● **Directions**: In full and without alteration, write out the lines below.

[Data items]
#####

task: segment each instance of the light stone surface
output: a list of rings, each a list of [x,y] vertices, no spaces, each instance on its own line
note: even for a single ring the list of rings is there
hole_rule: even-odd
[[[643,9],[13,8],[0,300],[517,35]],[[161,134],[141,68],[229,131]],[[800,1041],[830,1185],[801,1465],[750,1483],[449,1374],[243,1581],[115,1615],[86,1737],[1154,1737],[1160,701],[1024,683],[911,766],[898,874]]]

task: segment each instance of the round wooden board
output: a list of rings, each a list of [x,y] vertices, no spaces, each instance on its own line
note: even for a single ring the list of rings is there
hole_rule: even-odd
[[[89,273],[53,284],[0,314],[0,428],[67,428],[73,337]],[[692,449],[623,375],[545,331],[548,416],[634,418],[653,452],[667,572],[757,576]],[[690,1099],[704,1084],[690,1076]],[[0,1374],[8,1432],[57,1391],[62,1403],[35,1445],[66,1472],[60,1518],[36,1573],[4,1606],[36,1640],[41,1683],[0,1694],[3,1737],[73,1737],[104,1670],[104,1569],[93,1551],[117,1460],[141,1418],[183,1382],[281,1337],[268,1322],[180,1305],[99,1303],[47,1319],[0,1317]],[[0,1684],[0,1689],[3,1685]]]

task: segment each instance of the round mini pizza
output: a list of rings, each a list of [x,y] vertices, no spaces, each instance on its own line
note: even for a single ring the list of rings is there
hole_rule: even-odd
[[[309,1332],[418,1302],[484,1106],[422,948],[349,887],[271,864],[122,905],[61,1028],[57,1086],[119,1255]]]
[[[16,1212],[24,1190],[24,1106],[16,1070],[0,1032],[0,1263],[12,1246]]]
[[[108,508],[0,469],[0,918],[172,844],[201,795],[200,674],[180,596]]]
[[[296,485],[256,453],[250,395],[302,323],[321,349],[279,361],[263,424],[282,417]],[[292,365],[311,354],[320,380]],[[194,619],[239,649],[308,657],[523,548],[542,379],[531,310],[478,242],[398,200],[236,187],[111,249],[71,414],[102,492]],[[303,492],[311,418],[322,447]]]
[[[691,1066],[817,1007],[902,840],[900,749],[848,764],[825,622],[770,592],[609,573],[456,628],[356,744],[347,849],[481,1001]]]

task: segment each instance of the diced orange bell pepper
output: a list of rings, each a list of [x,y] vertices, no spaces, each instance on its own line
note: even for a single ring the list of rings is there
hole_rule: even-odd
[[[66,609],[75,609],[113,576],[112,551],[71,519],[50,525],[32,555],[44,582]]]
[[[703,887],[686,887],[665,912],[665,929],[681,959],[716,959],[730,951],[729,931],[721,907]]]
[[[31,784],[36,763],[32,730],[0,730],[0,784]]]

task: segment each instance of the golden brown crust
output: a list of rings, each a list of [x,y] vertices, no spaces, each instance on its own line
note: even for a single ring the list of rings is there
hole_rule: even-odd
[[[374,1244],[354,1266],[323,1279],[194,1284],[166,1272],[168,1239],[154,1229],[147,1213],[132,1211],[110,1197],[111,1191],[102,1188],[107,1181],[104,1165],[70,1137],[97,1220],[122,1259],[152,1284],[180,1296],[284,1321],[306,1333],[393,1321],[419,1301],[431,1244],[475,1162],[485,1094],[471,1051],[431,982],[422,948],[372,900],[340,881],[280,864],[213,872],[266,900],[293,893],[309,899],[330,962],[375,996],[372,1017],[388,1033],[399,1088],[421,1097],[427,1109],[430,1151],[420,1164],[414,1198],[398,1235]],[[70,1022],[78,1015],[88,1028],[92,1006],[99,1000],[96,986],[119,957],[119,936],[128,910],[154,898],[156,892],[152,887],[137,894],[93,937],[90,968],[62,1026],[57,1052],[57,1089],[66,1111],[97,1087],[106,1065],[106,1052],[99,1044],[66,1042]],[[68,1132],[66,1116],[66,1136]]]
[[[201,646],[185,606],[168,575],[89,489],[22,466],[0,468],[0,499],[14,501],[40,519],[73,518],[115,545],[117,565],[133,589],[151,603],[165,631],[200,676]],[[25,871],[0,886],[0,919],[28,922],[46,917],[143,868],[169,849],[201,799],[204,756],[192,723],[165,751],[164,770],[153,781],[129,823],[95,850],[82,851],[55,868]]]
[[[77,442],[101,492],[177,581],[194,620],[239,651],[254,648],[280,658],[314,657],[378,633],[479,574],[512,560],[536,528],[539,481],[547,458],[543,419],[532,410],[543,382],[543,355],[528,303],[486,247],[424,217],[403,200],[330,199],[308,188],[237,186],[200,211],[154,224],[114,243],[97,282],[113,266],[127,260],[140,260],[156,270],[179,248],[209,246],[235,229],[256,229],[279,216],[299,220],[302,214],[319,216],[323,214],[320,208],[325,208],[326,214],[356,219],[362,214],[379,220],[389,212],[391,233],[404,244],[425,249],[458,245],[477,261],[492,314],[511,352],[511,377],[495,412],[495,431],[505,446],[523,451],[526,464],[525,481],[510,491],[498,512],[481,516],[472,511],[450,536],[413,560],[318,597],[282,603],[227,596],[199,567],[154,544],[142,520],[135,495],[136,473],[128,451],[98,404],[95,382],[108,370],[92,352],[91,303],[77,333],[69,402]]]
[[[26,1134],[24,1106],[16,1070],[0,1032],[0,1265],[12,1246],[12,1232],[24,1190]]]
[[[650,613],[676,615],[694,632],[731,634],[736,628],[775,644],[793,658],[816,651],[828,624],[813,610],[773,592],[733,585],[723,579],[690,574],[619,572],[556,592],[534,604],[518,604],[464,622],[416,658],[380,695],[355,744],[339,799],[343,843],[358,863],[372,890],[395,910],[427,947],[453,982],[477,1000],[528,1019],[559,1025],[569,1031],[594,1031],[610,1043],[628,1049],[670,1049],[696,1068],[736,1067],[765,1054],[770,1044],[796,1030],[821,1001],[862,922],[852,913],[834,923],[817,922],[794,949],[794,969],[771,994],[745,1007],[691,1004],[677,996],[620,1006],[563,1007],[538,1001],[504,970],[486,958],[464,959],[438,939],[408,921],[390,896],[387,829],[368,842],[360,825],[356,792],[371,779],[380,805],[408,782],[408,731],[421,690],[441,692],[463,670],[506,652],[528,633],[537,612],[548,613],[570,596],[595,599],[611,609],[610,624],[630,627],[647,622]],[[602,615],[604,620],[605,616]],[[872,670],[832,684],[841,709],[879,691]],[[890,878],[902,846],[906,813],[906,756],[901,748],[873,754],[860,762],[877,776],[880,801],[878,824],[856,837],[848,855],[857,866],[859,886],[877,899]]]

#####

● **Exercise solution**:
task: segment each instance of the light stone surface
output: a list of rings, each a list of [x,y] vertices, no spaces, each instance on its own line
note: even for a single ring the list of rings is there
hole_rule: even-odd
[[[643,9],[13,8],[0,300],[517,35]],[[161,134],[141,68],[229,131]],[[800,1041],[830,1185],[801,1465],[750,1483],[449,1374],[243,1581],[115,1615],[86,1737],[1154,1737],[1160,701],[1024,683],[911,766],[898,874]]]

task: segment each instance of the round wooden board
output: a list of rings, each a list of [x,y] vertices, no spaces, each instance on its own line
note: even for a single ring the list of rings is there
hole_rule: even-odd
[[[89,273],[53,284],[0,314],[0,428],[67,428],[73,337]],[[692,449],[623,375],[545,331],[548,416],[634,418],[653,452],[667,572],[757,576]],[[690,1099],[704,1084],[690,1076]],[[0,1374],[8,1432],[57,1391],[62,1403],[35,1445],[66,1472],[60,1518],[36,1573],[4,1606],[36,1640],[41,1683],[0,1694],[3,1737],[73,1737],[104,1670],[104,1569],[93,1551],[117,1460],[141,1418],[183,1382],[281,1337],[268,1322],[180,1305],[99,1303],[47,1319],[0,1317]],[[0,1684],[0,1689],[3,1685]]]

task: segment each instance of the round mini pizza
output: a list of rings, each a list of [x,y] vertices, no spaces, each instance on its own line
note: even for a single ring the list of rings is there
hole_rule: even-odd
[[[309,1332],[418,1302],[484,1106],[422,948],[349,887],[271,864],[122,905],[61,1028],[57,1086],[119,1255]]]
[[[16,1212],[24,1190],[24,1106],[16,1070],[0,1032],[0,1263],[12,1246]]]
[[[108,508],[0,469],[0,918],[172,844],[201,795],[200,674],[180,596]]]
[[[296,485],[256,453],[250,395],[302,323],[321,349],[279,361],[263,424],[282,417]],[[292,365],[311,354],[320,380]],[[194,619],[239,649],[308,657],[523,548],[542,379],[531,310],[478,242],[398,200],[236,187],[111,249],[71,414],[102,492]],[[303,492],[311,418],[322,447]]]
[[[691,1066],[817,1007],[902,840],[900,749],[848,764],[825,622],[770,592],[609,573],[456,628],[356,744],[347,849],[481,1001]]]

task: segment each instance of the diced orange bell pepper
output: a list of rings, each a list of [x,y] vertices, no spaces, each instance on its own line
note: even for a single ring the list of rings is there
hole_rule: even-odd
[[[66,609],[75,609],[113,576],[112,551],[71,519],[50,525],[32,555],[44,582]]]
[[[703,887],[686,887],[665,912],[665,929],[681,959],[716,959],[730,951],[729,931],[721,907]]]
[[[31,784],[36,763],[32,730],[0,730],[0,784]]]

task: segment each instance of the golden brown crust
output: a list of rings, each a list of [x,y] vertices, no spaces, each instance on its own line
note: even for a single ring the list of rings is there
hole_rule: even-odd
[[[374,1244],[354,1266],[323,1279],[194,1284],[166,1272],[168,1239],[154,1229],[147,1213],[132,1211],[110,1197],[111,1191],[102,1188],[107,1181],[104,1165],[70,1137],[97,1220],[122,1259],[152,1284],[180,1296],[284,1321],[306,1333],[393,1321],[419,1301],[431,1244],[475,1162],[485,1094],[471,1051],[431,982],[422,948],[372,900],[340,881],[280,864],[213,872],[266,900],[293,893],[309,899],[330,962],[375,996],[372,1017],[388,1033],[399,1088],[421,1097],[427,1109],[430,1151],[420,1164],[414,1198],[398,1235]],[[70,1022],[78,1015],[88,1028],[92,1006],[99,1000],[96,986],[119,957],[119,936],[128,910],[154,898],[156,892],[152,887],[137,894],[93,937],[90,968],[62,1026],[57,1052],[57,1089],[66,1111],[97,1087],[106,1065],[106,1052],[99,1044],[66,1042]],[[68,1132],[66,1116],[66,1136]]]
[[[201,646],[185,606],[168,575],[89,489],[22,466],[0,468],[0,499],[14,501],[40,519],[73,518],[115,545],[117,565],[133,589],[151,603],[165,631],[200,676]],[[25,871],[0,886],[0,919],[28,922],[46,917],[143,868],[169,849],[201,799],[204,756],[192,723],[165,751],[164,770],[153,781],[129,823],[95,850],[82,851],[55,868]]]
[[[77,442],[101,492],[177,581],[194,620],[239,651],[254,648],[280,658],[314,657],[378,633],[479,574],[512,560],[536,528],[539,481],[547,458],[543,419],[532,410],[543,382],[543,355],[528,303],[486,247],[424,217],[403,200],[330,199],[308,188],[237,186],[200,211],[154,224],[114,243],[97,282],[113,266],[127,260],[140,260],[156,270],[179,248],[209,246],[235,229],[256,229],[279,216],[299,220],[302,214],[319,216],[323,214],[320,208],[325,208],[326,214],[356,219],[362,214],[379,220],[389,212],[391,233],[404,244],[425,249],[458,245],[477,261],[492,314],[511,352],[511,377],[495,412],[495,431],[505,446],[523,451],[526,464],[525,481],[510,491],[498,512],[481,516],[472,511],[450,536],[413,560],[318,597],[282,603],[227,596],[199,567],[154,544],[142,520],[135,495],[136,473],[128,451],[98,404],[95,382],[108,370],[92,352],[91,303],[77,333],[69,402]]]
[[[26,1134],[24,1106],[16,1070],[0,1032],[0,1265],[12,1246],[12,1232],[24,1190]]]
[[[650,613],[676,615],[694,632],[731,634],[736,628],[775,644],[793,658],[816,651],[828,624],[813,610],[773,592],[733,585],[723,579],[690,574],[619,572],[556,592],[534,604],[518,604],[464,622],[416,658],[380,695],[355,744],[339,799],[343,843],[358,863],[372,890],[395,910],[427,947],[453,982],[477,1000],[528,1019],[559,1025],[569,1031],[594,1031],[610,1043],[628,1049],[670,1049],[696,1068],[736,1067],[765,1054],[770,1044],[796,1030],[821,1001],[862,922],[852,913],[834,923],[817,922],[794,949],[794,969],[771,994],[745,1007],[691,1004],[677,996],[620,1006],[563,1007],[538,1001],[504,970],[486,958],[464,959],[438,939],[408,921],[390,896],[387,829],[368,842],[360,825],[356,792],[371,779],[380,805],[408,782],[408,731],[421,690],[441,692],[463,670],[506,652],[528,633],[537,612],[548,613],[570,596],[595,599],[611,609],[610,624],[630,627],[647,622]],[[602,615],[604,620],[605,616]],[[872,670],[832,684],[841,709],[879,691]],[[890,878],[902,846],[906,813],[906,756],[901,748],[873,754],[860,762],[877,776],[880,801],[878,824],[856,837],[848,855],[857,866],[859,886],[877,899]]]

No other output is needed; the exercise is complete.